**Named-object pointing records**
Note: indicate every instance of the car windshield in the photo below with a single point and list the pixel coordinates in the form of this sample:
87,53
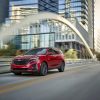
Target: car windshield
37,51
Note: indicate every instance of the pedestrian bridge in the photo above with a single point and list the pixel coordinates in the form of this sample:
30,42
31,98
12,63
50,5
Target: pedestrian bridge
42,16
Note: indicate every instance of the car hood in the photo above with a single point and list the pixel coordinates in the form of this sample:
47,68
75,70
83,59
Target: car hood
26,57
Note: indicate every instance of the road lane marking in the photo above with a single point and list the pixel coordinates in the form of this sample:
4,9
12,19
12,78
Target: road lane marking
27,83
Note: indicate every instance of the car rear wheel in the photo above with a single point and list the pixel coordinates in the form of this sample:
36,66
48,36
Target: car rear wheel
62,67
17,73
44,69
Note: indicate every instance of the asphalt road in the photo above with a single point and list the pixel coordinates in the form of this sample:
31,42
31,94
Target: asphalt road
82,82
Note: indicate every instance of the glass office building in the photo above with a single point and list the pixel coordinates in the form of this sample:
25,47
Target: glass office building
52,33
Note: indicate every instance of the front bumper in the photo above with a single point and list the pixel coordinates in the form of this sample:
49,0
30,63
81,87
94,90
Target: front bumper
24,68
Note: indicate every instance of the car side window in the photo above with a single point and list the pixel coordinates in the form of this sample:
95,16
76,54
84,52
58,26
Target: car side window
52,51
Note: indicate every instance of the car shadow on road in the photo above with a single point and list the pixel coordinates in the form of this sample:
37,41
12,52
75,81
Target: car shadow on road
34,74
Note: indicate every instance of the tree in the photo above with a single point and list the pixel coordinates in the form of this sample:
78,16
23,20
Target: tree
9,51
71,53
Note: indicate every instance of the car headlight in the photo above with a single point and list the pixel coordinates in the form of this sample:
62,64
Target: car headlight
34,59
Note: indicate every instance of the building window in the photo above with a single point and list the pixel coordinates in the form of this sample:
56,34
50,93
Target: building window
72,36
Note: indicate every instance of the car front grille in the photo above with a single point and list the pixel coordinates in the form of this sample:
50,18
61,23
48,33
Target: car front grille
20,61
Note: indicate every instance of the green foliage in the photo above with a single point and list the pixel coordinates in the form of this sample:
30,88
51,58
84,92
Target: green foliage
10,51
71,54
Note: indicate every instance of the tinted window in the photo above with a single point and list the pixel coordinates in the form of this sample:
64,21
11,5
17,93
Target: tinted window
38,51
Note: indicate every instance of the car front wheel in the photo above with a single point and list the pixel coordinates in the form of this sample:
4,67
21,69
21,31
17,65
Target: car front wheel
44,69
62,67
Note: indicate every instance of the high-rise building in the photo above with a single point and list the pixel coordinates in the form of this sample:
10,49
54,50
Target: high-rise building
83,12
4,10
78,12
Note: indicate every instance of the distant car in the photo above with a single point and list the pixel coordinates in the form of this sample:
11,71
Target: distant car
38,60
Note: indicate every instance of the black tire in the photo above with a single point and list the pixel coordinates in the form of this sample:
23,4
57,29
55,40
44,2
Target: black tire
62,67
17,73
44,69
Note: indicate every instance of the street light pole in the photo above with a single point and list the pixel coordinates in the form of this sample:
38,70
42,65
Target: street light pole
93,26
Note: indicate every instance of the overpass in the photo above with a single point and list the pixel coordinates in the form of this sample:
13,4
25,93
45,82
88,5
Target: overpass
41,16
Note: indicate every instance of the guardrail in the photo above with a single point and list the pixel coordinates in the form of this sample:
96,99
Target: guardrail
5,62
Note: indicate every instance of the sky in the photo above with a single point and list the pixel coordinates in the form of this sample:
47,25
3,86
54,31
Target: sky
97,16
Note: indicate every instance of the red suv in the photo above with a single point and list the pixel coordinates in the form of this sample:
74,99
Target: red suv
38,60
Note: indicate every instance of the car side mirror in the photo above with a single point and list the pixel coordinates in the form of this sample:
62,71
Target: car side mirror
49,53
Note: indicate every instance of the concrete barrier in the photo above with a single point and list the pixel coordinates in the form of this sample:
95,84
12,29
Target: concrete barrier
5,63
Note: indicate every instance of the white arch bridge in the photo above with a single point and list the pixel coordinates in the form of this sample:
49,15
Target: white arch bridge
42,16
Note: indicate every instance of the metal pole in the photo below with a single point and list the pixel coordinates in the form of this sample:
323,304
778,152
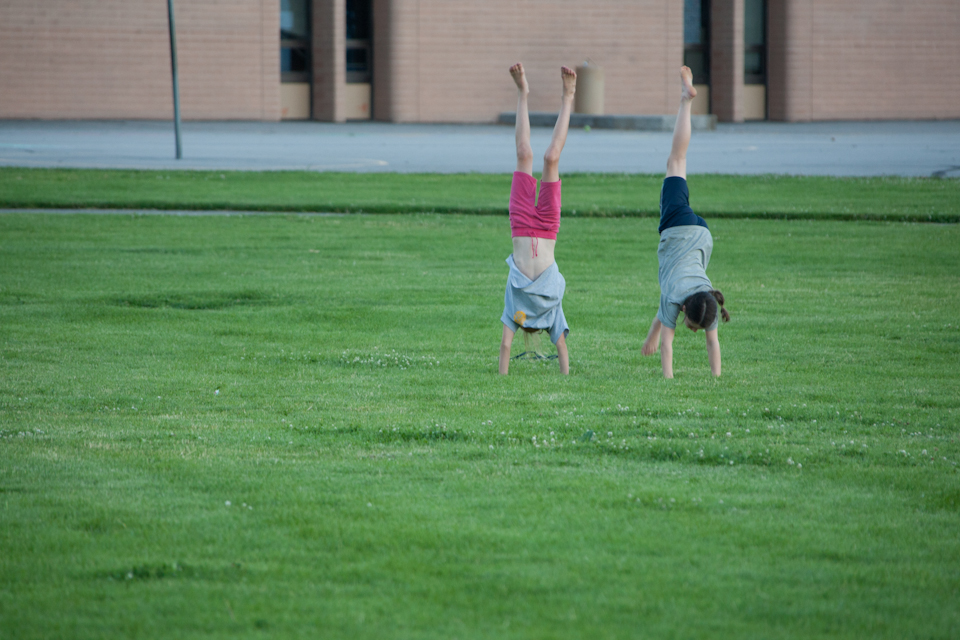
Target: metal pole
176,81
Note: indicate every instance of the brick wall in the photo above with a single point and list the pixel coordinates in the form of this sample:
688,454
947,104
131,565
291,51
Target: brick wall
447,60
93,59
884,59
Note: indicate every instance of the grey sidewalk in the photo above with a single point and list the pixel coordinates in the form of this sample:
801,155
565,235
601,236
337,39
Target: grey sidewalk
823,148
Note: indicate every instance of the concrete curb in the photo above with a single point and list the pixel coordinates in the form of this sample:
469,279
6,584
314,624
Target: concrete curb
621,122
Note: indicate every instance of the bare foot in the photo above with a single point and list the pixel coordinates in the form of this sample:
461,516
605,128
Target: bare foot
649,349
518,76
569,77
687,92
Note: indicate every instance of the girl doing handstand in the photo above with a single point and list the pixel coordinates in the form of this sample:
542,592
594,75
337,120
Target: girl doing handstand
534,293
683,254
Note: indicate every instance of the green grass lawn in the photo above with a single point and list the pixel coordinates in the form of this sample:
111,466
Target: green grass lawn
292,426
594,195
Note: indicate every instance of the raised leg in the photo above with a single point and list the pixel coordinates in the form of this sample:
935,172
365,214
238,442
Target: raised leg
506,341
524,150
551,159
677,162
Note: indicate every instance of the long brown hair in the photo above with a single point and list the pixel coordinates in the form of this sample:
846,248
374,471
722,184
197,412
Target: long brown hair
701,308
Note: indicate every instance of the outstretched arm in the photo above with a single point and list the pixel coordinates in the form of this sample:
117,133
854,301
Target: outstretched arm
677,162
551,159
652,343
666,351
562,355
713,352
505,343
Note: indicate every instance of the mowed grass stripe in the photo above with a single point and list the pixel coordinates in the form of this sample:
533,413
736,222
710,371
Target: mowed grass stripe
595,195
334,379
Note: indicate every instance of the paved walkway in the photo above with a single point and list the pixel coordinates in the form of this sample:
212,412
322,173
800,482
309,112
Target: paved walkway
824,148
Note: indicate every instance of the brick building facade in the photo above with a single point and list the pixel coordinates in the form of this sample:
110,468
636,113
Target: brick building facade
446,60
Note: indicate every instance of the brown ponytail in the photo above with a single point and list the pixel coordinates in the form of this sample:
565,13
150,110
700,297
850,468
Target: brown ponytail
701,308
723,312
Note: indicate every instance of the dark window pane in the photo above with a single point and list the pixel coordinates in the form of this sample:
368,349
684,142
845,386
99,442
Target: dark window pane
696,59
753,23
295,19
693,22
357,60
358,19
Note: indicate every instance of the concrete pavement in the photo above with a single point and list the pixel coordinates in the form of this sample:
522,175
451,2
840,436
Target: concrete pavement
928,148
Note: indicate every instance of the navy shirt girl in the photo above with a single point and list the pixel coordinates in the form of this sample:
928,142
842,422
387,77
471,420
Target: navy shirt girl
683,255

**Given instruction**
Exactly as written, return every line of the listing, but not the pictures.

**Complete answer**
Note: indicate every instance of the car windshield in the photo below with a single point and list the pixel coordinates in the form of this sample:
87,53
Target: car windshield
37,51
Note: indicate every instance of the pedestrian bridge in the photo above with a single point and list the pixel coordinates in the form of this sample:
30,42
31,98
12,63
50,5
Target: pedestrian bridge
42,16
Note: indicate every instance of the car hood in the photo above with a single point and list the pixel coordinates in the form of this sample:
47,68
75,70
83,59
Target: car hood
26,57
Note: indicate every instance of the road lane marking in the photo above with a single point and list the pixel coordinates in the form of this sample:
4,9
12,19
12,78
Target: road lane marking
27,83
Note: indicate every instance of the car rear wheel in the photo above with a single point and list the pixel coordinates in the form of this sample:
36,66
48,36
Target: car rear wheel
62,67
17,73
44,69
Note: indicate every instance of the asphalt road in the photo above with a single point and list the pixel coordinates in the form of this sample:
31,42
31,94
Target: asphalt road
82,82
Note: indicate every instance of the glass office building in the photo above with a single point and list the pixel coordinates in the form of this sample:
25,47
Target: glass office building
52,33
Note: indicate every instance of the front bumper in the photo above with a single point and list the pixel coordinates in the form of this sample:
49,0
30,63
81,87
94,90
Target: front bumper
24,68
Note: indicate every instance of the car side window in the photo above with a single point and list the pixel coordinates in the form of this sample:
95,16
76,54
84,52
58,26
Target: car side window
52,51
Note: indicate every instance of the car shadow on road in the photo above with a single point and list the pixel coordinates in the form of this sample:
37,41
12,52
75,81
Target: car shadow on road
34,74
Note: indicate every instance of the tree in the photo above with a single point and list the pixel coordinates in the form of this sample:
78,16
23,20
Target: tree
9,51
71,53
Note: indicate every instance of the car headlight in the photo above with a single point and list the pixel coordinates in the form of this sample:
62,64
Target: car headlight
34,59
Note: indicate every instance of the building window in the photo above with a single point and list the pixel coordinates in the form of this sample:
56,34
50,93
Target: building window
72,36
Note: indicate every instance of the car front grille in the photo above with a single point and list the pixel coordinates in the form of this sample:
50,18
61,23
48,33
Target: car front grille
20,61
Note: indicate every instance of the green foliage in the photo above with a single point and list the pixel coordinates in the form of this sample:
30,88
51,58
84,92
Target: green foliage
10,51
71,54
Note: indicate every instance of the tinted window in the photo above with a single point and list the pixel coordinates in the form of this sample:
64,21
11,5
17,93
Target: tinted window
38,51
Note: indicate every instance of the car front wheel in the photo above with a single point and list the pixel coordinates in the form of this sample:
4,67
21,69
21,31
17,65
Target: car front wheel
44,69
62,67
Note: indicate every instance of the high-rise building in the photo above with a single point and list the pixel coordinates in the form of this sample:
10,49
54,50
Target: high-rise building
83,12
4,10
78,12
Note: indicate every instance of the distant car in the photo above with a single point and list the pixel coordinates in the form of this sample:
11,71
Target: distant car
38,60
Note: indicate every instance of the black tire in the photo above with a single point and list the pixel coordinates in the form of this sample:
23,4
57,29
55,40
44,2
Target: black tire
62,67
17,73
44,69
Note: indicate every instance of the street light pole in the photo above with a single point and list the pixel coordinates in the form of this sample:
38,70
42,65
Target: street light pole
93,26
Note: indicate every instance of the overpass in the photo above with a single point and list the pixel coordinates in the form of this sample:
13,4
25,93
45,82
88,5
Target: overpass
41,16
Note: indicate every instance of the guardrail in the photo above with a single point and list the pixel coordinates in the form of this sample:
96,99
Target: guardrail
5,62
Note: indicate every instance of the sky in the photo above with a single point and list the pixel coordinates in the form of this sample:
47,25
3,86
54,31
Target: sky
97,16
Note: indicate every instance of the red suv in the photo above with a single point and list the pixel coordinates in the form of this sample:
74,99
Target: red suv
38,60
Note: indicate every instance of the car side mirror in the photo above with a single point and list the pixel coordinates in the form of this sample:
62,71
Target: car side mirror
49,53
Note: indicate every instance of the concrete barrier in the photo above with a single point and list the pixel coordinates in the form of this sample:
95,84
12,29
Target: concrete barrier
5,63
Note: indicate every instance of the white arch bridge in the photo above with a single point and list the pixel coordinates in the form of this sample:
49,15
Target: white arch bridge
42,16
Note: indicate every instance of the metal pole in the photo below with a single point and list the pixel coordinates in the form of this sample:
323,304
778,152
Target: metal pole
176,81
Note: indicate every instance of the brick wall in the photo above with a single point and list the pixel coordinates in the form of this sample:
688,454
947,104
131,565
291,51
Target: brick wall
447,60
93,59
884,59
Note: indicate every instance of the grey sidewalk in the photo above with a single point and list the pixel coordinates in the form of this sample:
801,155
565,235
601,236
337,39
Target: grey sidewalk
823,148
Note: indicate every instance of the concrete curb in the photo above with a single point and list the pixel coordinates in the form of this sample:
469,279
6,584
314,624
Target: concrete curb
621,122
Note: indicate every instance of the bare foot in the photo above with a single point and list the pixel coordinates in the form of this sample:
461,516
605,128
Target: bare foot
649,349
518,76
569,77
687,92
Note: indicate every instance of the girl doing handstand in the photo above with a single point and list the pixel coordinates in the form of this sample:
542,592
594,75
337,120
Target: girl doing handstand
534,293
683,254
Note: indicate every instance of the green grass lawn in the photo above with a single point and list the pixel coordinates in the form of this sample:
111,466
Target: green grass lawn
292,426
594,195
Note: indicate every instance of the raised leg in the photo above with a single point and list the pixel coordinates in the form of this sample:
935,172
365,214
238,442
Target: raised leg
506,341
524,150
551,159
677,162
Note: indicate every instance of the long brown hair in the photo above with a single point and list the pixel coordinates in the form of this sample:
846,248
374,471
722,184
197,412
Target: long brown hair
701,308
Note: indicate every instance of the outstretched arm in the photo above with a single point and list the pixel coordinates in the form of this sample:
117,133
854,301
Target: outstretched arm
677,162
551,159
652,343
666,351
562,355
713,352
505,343
Note: indicate every instance of the mowed grass stripe in the photo above with a single point and list the pixel coordinates in the form of this sample:
533,413
736,222
710,371
Target: mowed grass stripe
595,195
334,379
Note: indicate every instance of the paved walkway in the photo above with a single point and list the pixel coordinates in the form of this sample:
212,412
322,173
800,482
309,112
Target: paved walkway
824,148
Note: indicate every instance of the brick building facade in the photo above with a single point and list the pixel coordinates in the form of this sample:
110,468
636,113
Target: brick building facade
446,60
Note: indicate every instance of the brown ponytail in the photo above with a single point and list the pixel coordinates in the form of this sample:
565,13
150,110
700,297
850,468
Target: brown ponytail
701,308
723,312
Note: indicate every instance of the dark window pane in the photo above with a single point and list the pixel coordinates in the form of this sample:
368,349
684,142
845,386
99,442
Target: dark window pane
696,59
753,23
295,19
693,22
357,60
358,19
Note: indicate every instance of the concrete pavement in the photo above with a single point and list the pixel coordinates in the form of this sample:
522,175
451,2
840,436
Target: concrete pavement
928,148
Note: indicate every instance of the navy shirt girl in the photo above with a single point and list the pixel coordinates in the form of this sample:
928,142
842,422
387,77
471,420
Target: navy shirt girl
683,255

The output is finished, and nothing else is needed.